Source material
----
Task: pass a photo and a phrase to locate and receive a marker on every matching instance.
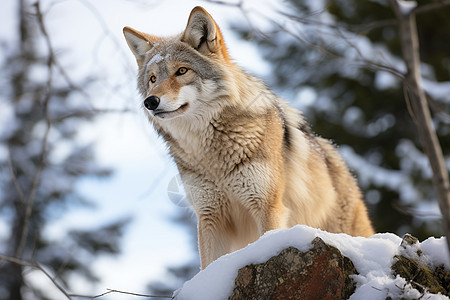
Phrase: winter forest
(90, 202)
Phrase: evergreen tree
(332, 53)
(40, 162)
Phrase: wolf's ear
(203, 34)
(138, 42)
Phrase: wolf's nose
(151, 103)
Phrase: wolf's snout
(151, 103)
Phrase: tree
(347, 56)
(42, 109)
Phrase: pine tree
(360, 106)
(40, 163)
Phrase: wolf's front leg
(262, 195)
(213, 238)
(212, 209)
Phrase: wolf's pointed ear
(138, 42)
(203, 34)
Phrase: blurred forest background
(335, 60)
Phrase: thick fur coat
(249, 162)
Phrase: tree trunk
(421, 113)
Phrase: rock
(320, 273)
(415, 268)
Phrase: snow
(406, 7)
(372, 258)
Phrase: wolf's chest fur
(227, 142)
(248, 161)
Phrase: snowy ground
(372, 258)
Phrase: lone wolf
(249, 162)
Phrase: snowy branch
(420, 110)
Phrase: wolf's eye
(181, 71)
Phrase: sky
(89, 42)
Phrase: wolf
(249, 162)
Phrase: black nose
(151, 103)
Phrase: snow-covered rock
(372, 258)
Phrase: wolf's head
(184, 76)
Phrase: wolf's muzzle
(151, 103)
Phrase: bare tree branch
(36, 179)
(429, 7)
(110, 291)
(37, 267)
(422, 116)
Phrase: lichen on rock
(320, 273)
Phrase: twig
(110, 291)
(37, 267)
(14, 177)
(430, 141)
(52, 54)
(429, 7)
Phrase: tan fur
(248, 161)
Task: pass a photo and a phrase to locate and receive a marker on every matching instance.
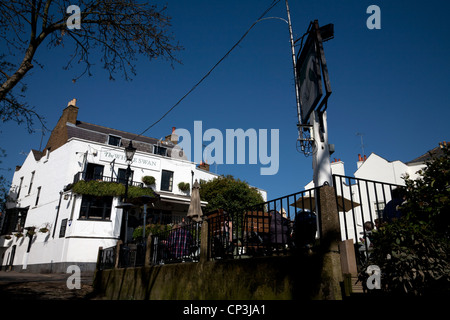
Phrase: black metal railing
(181, 243)
(132, 255)
(89, 177)
(273, 227)
(361, 204)
(107, 258)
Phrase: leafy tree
(117, 30)
(412, 252)
(229, 194)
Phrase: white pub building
(53, 220)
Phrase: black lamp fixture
(130, 151)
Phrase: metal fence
(107, 258)
(179, 244)
(361, 204)
(273, 227)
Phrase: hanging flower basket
(184, 186)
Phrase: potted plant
(45, 228)
(184, 186)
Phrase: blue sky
(391, 84)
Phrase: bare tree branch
(115, 32)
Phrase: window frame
(170, 182)
(88, 203)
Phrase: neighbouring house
(66, 199)
(370, 187)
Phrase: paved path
(43, 286)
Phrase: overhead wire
(274, 3)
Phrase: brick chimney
(204, 166)
(361, 160)
(172, 137)
(59, 135)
----
What to do
Render every one of the entries as a two-column CSV with columns named phrase and points, one row per phrase. Put the phrase text and its answer each in a single quoted field with line breaks changed to spaces, and leave the pictures out.

Output
phrase,points
"Task: pass a photo and a phrase to locate and receive a marker on every matching instance. Phrase: winter forest","(90, 202)"
"Phrase: evergreen tree","(332, 53) (40, 162)"
"Phrase: wolf's ear","(203, 34) (138, 42)"
"Phrase: wolf's nose","(151, 103)"
"Phrase: wolf's snout","(151, 103)"
"Phrase: tree","(347, 56) (42, 109)"
"Phrase: pine tree","(360, 106) (40, 163)"
"Phrase: wolf's front leg","(262, 195) (213, 238) (212, 209)"
"Phrase: wolf's pointed ear","(138, 42) (203, 34)"
"Phrase: blurred forest background","(335, 60)"
"Phrase: thick fur coat","(249, 162)"
"Phrase: tree trunk","(421, 113)"
"Phrase: rock","(320, 273) (415, 268)"
"Phrase: snow","(406, 7) (372, 258)"
"Phrase: wolf's chest fur","(227, 142) (248, 161)"
"Phrase: snowy ground","(372, 258)"
"Phrase: lone wolf","(249, 162)"
"Phrase: snowy branch","(420, 110)"
"Phrase: wolf's eye","(181, 71)"
"Phrase: sky","(89, 42)"
"Phrase: wolf","(249, 162)"
"Phrase: black nose","(151, 103)"
"Phrase: snow-covered rock","(372, 258)"
"Phrase: wolf's head","(184, 76)"
"Phrase: wolf's muzzle","(151, 103)"
"Phrase: bare tree branch","(36, 179) (429, 7) (110, 291) (37, 267) (422, 116)"
"Phrase: lichen on rock","(320, 273)"
"Phrase: twig","(110, 291) (37, 267) (14, 177) (430, 141) (52, 54) (429, 7)"
"Phrase: tan fur","(248, 161)"
"Task: pass a photo and a phrase to locate and receive a marker on every matching instance. Phrase: black metal railing","(181, 243) (132, 255) (89, 177) (273, 227) (361, 204) (107, 258)"
"Phrase: leafy tree","(117, 30) (412, 252) (229, 194)"
"Phrase: white pub building","(53, 220)"
"Phrase: black lamp fixture","(130, 151)"
"Phrase: metal fence","(107, 258) (179, 244) (361, 204) (273, 227)"
"Phrase: hanging flower basket","(184, 186)"
"Phrase: potted plant","(45, 228) (184, 186)"
"Phrase: blue sky","(391, 84)"
"Phrase: bare tree branch","(115, 32)"
"Phrase: window frame","(170, 182) (88, 203)"
"Phrase: neighbouring house","(66, 199) (370, 187)"
"Phrase: paved path","(43, 286)"
"Phrase: overhead wire","(274, 3)"
"Phrase: brick chimney","(204, 166) (361, 160) (172, 137) (59, 135)"